9 A.2d 609 | Pa. | 1939
Lead Opinion
This appeal is from a decree dismissing a taxpayers' bill filed to enjoin the proposed construction of a sewerage system in part to be paid for by the proceeds of bonds of the township to be issued pursuant to the Act of May 7, 1937, P. L. 574, 53 PS section 19092-2445, and the Act of May 14, 1937, P. L. 630, 53 PS section 1030. Defendant township commissioners filed an answer under Equity Rule 48 setting forth a number of *347 objections to the bill. The parties stipulated for final hearing on the bill and answer.
The township now contains two sewers, a small one owned by the township and the sewerage system in operation in Glenside owned and operated by the Cheltenham and Abington Sewerage Company.1 It is proposed to construct a sewerage system which shall incorporate in it the existing township sewer.
The last assessment of taxable property was $22,930,011. The net debt, when the bill was filed, was $186,418.68, leaving power in the commissioners to increase the debt by $272,181.54 without a special election.
The project includes the construction of the sewage disposal plant at a cost of approximately $250,000.00, to be paid for by general township bonds. The rest of the proposed sewerage system requires the expenditure of $1,100,000.00, to be paid for by so-called non-debt revenue bonds. If the township can avail itself of the Act of May 7, 1937, P. L. 574, 53 PS section 19092-2445, in the manner proposed, $1,100,000 of bonds may be issued without the consent of the electors, but if not, the issue of those bonds would result in an increase of indebtedness over the 2% limit in the sum of $827,818.46.
There are now two methods of financing such improvements. As the proposed expenditure is within the 7% debt limit, it would seem to be possible to finance the project by the issue of general township bonds if the voters so determine. A second method is provided by the Act of May 20, 1937, P. L. 739, 53 PS section *348 2900h, amending the Act of June 28, 1935, P. L. 463, 53 PS section 2900f, authorizing the creation of Municipal Authorities for such purposes. For reasons with which the court is not concerned, defendant commissioners rejected both these methods and based their action on the statute referred to.

----

WORK INSTRUCTIONS =>
Answer these questions from the court opinion above:
(a) Which company owns and operates the sewerage system in Glenside?
(b) What was the last assessment of taxable property?
(c) What is the approximate cost of the sewage disposal plant?
The data after this point is separate material, unconnected to the opinion.

[Stored items]
----

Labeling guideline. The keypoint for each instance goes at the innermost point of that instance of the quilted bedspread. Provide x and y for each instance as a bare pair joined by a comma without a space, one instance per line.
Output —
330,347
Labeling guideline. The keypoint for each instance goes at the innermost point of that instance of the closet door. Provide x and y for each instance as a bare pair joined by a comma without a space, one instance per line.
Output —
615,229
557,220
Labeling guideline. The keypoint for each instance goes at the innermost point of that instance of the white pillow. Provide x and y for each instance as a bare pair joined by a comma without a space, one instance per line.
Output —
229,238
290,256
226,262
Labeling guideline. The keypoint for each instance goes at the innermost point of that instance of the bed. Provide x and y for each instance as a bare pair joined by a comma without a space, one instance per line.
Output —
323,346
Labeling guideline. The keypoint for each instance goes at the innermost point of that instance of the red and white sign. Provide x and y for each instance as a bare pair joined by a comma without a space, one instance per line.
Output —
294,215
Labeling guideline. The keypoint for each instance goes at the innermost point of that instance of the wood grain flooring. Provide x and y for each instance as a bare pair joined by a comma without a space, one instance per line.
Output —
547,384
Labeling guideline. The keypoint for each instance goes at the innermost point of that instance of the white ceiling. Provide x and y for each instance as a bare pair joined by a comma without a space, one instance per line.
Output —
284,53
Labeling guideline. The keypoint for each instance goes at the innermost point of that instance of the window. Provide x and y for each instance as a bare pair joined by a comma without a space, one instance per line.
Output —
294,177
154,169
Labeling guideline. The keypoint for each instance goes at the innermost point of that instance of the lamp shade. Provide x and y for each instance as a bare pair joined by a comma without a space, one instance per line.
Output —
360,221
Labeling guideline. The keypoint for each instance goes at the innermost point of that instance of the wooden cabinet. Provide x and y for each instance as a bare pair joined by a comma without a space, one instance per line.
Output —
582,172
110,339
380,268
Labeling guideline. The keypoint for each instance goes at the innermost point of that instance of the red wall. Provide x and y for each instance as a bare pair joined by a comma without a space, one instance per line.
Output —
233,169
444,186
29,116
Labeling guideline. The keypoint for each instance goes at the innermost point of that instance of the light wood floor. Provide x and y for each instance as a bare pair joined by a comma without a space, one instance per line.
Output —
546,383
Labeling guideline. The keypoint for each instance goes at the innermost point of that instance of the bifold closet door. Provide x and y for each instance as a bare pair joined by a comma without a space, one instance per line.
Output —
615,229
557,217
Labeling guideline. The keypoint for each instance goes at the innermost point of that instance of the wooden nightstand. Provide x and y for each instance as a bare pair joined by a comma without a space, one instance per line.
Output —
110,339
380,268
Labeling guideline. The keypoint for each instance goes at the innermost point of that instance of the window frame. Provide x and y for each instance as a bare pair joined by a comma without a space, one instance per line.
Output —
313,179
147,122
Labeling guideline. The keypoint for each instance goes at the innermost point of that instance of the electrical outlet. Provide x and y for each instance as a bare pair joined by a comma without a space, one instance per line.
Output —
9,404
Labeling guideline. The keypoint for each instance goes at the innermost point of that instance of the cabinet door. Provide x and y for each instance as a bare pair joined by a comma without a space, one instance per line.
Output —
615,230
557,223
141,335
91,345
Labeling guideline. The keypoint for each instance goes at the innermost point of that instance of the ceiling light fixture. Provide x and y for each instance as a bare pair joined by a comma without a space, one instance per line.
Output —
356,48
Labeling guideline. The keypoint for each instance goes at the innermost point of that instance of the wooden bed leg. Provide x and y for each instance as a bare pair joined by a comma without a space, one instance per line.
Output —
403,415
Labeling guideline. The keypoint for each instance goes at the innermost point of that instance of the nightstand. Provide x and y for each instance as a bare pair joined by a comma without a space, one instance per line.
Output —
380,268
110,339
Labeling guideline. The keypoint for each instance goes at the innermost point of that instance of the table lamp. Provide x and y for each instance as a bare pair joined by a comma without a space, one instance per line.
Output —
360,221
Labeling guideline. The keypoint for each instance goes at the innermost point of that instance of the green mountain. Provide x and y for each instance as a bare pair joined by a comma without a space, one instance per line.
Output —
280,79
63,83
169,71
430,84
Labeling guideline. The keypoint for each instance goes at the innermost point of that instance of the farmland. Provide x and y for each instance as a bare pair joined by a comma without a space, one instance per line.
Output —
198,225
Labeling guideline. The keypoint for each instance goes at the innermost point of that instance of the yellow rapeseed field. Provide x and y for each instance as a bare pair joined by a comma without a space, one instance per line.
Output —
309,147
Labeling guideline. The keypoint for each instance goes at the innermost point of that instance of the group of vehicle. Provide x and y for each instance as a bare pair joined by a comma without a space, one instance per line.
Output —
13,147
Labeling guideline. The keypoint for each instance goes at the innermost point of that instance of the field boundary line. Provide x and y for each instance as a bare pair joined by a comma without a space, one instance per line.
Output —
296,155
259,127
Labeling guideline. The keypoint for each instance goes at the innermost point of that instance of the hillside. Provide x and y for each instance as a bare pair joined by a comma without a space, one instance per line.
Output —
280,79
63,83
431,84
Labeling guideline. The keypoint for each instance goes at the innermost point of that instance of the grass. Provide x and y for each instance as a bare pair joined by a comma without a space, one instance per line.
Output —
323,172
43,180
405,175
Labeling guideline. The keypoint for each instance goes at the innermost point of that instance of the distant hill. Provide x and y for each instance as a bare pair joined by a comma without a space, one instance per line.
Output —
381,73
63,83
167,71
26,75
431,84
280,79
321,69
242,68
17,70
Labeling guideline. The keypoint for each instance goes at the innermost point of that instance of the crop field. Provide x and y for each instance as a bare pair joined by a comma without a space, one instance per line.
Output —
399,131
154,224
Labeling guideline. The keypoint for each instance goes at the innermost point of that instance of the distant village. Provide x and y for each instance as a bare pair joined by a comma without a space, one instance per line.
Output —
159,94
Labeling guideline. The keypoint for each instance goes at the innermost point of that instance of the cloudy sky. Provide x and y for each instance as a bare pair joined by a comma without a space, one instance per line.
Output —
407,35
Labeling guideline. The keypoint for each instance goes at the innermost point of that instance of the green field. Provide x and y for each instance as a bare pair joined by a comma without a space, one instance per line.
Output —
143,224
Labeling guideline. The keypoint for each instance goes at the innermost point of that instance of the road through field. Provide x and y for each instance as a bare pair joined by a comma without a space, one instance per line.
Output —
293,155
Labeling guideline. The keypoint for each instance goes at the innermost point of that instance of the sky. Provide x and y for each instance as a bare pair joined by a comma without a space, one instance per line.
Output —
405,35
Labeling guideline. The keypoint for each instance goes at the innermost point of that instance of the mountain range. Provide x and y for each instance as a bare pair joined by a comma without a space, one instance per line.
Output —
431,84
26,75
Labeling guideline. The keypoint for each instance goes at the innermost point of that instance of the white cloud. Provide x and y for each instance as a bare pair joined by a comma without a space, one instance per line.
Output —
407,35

----

REPLY =>
(a) The Cheltenham and Abington Sewerage Company.
(b) $22,930,011.
(c) Approximately $250,000.00.